This program was build and run under Code::Blocks IDE. Here is its sample run:

Now supply the binary number input, say 1101110, and press the ENTER key to print its equivalent value in octal, as shown in the snapshot given below:

Here is another sample run with user input as 11010010:

The dry run of the above program with user input as 1101110 goes like this:

• Initial values, i = 0, mul = 1, chk = 1, octalDigit = 0.
• When the user enters a binary number, say 1101110, then it gets initialized to binaryNum. Therefore binaryNum=1101110
• Now, because the condition (of the while loop) is binaryNum!=0 or 1101110!=0, evaluates to be true, therefore program flow goes inside the loop.
• Inside the loop, all the statements gets executed one by one, starting from the very first one.
• In other words, binaryNum%10 or 1101110%10 or 0 is initialized to rem. So rem=0.
• octalDigit + (rem*mul) or 0 + (0*1) or 0 is set to octalDigit. So octalDigit=0.
• Now that the condition of the if statement, that is, chk%3==0 or 1%3==0 or 1==0, evaluates to be false, the program does not go inside the if's body, rather it goes to its else's body.
• Inside the else's body, mul*2 or 1*2 or 2 gets initialized to mul. Now mul=2
• And the value of chk gets incremented. Now chk=2
• Finally, the while loop's final statement is executed, and binaryNum/10 or 1101110/10 or 110111 is initialized to binaryNum. Now binaryNum=110111
• Now the program flow goes back and evaluates the condition of the while loop again with the new value of binaryNum.
• The second time, too, the condition evaluates to be true, so the program flow again goes inside the loop.
• This process continues until the condition of the while loop evaluates to be false. That is, the value of binaryNum becomes equal to 0.

..........

» Problems and tasks
- 1) According to the binary-to-octal text, in which IDE was the program built and run?
- 2) Continue the binary-to-octal text from its final sentence.
The records that follow have no connection to the binary-to-octal text.

..........

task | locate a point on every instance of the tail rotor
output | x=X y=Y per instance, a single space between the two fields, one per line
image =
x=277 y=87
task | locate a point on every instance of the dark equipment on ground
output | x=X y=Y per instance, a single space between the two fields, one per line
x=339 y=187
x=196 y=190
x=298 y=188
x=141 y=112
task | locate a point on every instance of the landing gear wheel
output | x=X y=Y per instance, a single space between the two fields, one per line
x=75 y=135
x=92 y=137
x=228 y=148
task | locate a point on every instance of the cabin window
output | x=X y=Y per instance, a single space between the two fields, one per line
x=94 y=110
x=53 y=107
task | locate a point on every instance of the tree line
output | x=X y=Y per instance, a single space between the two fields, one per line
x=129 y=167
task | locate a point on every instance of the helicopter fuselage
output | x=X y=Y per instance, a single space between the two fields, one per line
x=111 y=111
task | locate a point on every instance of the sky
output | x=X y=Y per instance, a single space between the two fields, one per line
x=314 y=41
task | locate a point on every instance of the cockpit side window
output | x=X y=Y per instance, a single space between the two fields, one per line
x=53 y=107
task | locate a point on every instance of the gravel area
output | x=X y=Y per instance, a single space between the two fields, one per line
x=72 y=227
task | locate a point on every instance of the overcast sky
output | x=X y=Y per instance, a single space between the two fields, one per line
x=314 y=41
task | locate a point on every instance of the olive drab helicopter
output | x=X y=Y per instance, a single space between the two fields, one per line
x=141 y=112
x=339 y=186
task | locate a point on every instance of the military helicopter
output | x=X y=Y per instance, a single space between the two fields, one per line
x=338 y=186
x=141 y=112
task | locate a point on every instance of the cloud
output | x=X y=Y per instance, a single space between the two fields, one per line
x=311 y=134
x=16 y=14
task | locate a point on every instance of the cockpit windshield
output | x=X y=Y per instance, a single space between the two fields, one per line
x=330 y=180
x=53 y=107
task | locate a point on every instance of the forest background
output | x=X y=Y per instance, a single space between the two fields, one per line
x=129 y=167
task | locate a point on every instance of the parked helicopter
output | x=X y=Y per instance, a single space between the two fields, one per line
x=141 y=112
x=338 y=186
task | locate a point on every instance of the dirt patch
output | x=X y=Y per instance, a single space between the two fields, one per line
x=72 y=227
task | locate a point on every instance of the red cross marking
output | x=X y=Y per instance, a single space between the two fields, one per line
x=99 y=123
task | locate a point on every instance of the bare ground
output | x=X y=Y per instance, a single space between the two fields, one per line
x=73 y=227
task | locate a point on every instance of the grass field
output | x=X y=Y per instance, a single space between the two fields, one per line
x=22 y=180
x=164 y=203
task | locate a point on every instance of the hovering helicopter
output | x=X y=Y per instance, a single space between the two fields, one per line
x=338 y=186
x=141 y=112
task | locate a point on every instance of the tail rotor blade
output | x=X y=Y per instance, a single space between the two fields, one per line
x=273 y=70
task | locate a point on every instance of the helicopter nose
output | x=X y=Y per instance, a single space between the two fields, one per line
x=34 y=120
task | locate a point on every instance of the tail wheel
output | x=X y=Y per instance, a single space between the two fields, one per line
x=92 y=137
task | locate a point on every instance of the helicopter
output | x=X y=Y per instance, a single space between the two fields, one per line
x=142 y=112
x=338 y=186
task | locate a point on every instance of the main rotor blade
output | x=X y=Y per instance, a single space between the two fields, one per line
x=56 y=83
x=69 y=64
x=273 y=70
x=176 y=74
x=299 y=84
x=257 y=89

..........

» Answer list
- 1) Code::Blocks IDE.

- 2)
• In this way, here are the values after each evaluation of the while loop:
1. rem=0, octalDigit=0, mul=2, chk=2, binaryNum=110111
2. rem=1, octalDigit=2, mul=4, chk=3, binaryNum=11011
3. rem=1, octalDigit=6, octalNum[0]=6, mul=1, octalDigit=0, chk=1, i=1, binaryNum=1101. The condition of if also evaluates to be true at this point.
4. rem=1, octalDigit=1, mul=2, chk=2, binaryNum=110
5. rem=0, octalDigit=1, mul=4, chk=3, binaryNum=11
6. rem=1, octalDigit=5, octalNum[1]=5, mul=1, octalDigit=0, chk=1, i=2, binaryNum=1. Once again, the condition of the if evaluates to be true.
7. rem=1, octalDigit=1, mul=2, chk=2, binaryNum=0
• Because the value of binaryNum is 0 now, the condition of the while loop evaluates to be false, so the while loop evaluation gets ended.
• Now the condition of if, that is, chk!=1, gets evaluated. Because the condition chk!=1 or 2!=1 evaluates to true, the value of octalDigit or 1 is set to octalNum[2].
• Using the for loop, the value of octalNum[] is now printed from the last to the 0th index.
• That is why the value of octalNum[2] gets printed first. Following that, octalNum[1] and octalNum[0] are printed. That equals or prints 156 as output.

### Binary to octal in C++, using a user-defined function

Let's create another program that does the same job using a user-defined function, BinaryToOctal(). This function receives a binary number as its argument and converts it into its equivalent octal value.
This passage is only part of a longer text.